▸ WORK ITEM:
When you reach the line with "Target: white column" in the data below, begin printing lines exactly, and stop once the line with "<point>99,17</point>" has been printed.

(Natural-language object grounding data)
════════════════════
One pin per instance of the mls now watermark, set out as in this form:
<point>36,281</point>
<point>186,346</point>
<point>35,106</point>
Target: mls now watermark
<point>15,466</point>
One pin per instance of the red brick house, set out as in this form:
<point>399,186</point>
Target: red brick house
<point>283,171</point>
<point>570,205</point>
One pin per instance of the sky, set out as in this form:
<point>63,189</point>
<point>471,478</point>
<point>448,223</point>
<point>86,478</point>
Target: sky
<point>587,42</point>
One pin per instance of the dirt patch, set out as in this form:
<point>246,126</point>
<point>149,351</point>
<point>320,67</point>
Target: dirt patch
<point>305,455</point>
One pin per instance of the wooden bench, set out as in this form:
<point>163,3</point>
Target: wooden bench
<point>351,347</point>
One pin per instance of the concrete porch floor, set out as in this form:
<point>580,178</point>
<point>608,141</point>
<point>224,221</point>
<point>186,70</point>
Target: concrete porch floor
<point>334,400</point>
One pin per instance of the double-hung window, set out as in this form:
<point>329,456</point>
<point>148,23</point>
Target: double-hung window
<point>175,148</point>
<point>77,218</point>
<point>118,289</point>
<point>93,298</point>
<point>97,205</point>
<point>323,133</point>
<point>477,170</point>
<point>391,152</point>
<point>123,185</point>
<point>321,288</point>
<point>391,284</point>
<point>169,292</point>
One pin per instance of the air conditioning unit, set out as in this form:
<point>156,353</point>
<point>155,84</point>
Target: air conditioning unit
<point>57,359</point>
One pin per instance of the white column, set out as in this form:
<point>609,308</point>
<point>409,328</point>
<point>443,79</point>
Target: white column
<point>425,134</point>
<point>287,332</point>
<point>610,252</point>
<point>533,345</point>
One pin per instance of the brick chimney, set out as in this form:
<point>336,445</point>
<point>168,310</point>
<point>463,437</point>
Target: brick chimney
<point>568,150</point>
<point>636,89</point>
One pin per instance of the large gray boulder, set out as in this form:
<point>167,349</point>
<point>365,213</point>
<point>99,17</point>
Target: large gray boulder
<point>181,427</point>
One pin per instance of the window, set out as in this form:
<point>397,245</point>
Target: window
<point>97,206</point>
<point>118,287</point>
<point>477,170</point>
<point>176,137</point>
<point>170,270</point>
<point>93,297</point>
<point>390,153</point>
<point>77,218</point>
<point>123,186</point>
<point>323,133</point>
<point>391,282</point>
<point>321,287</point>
════════════════════
▸ ANSWER SECTION:
Target: white column
<point>425,134</point>
<point>287,332</point>
<point>610,252</point>
<point>533,345</point>
One pin per instance of the brick chimney, set out as in this form:
<point>336,445</point>
<point>168,310</point>
<point>463,437</point>
Target: brick chimney
<point>568,150</point>
<point>636,89</point>
One pin per instance of the large gray boulder, set out as in this form:
<point>167,349</point>
<point>365,213</point>
<point>99,17</point>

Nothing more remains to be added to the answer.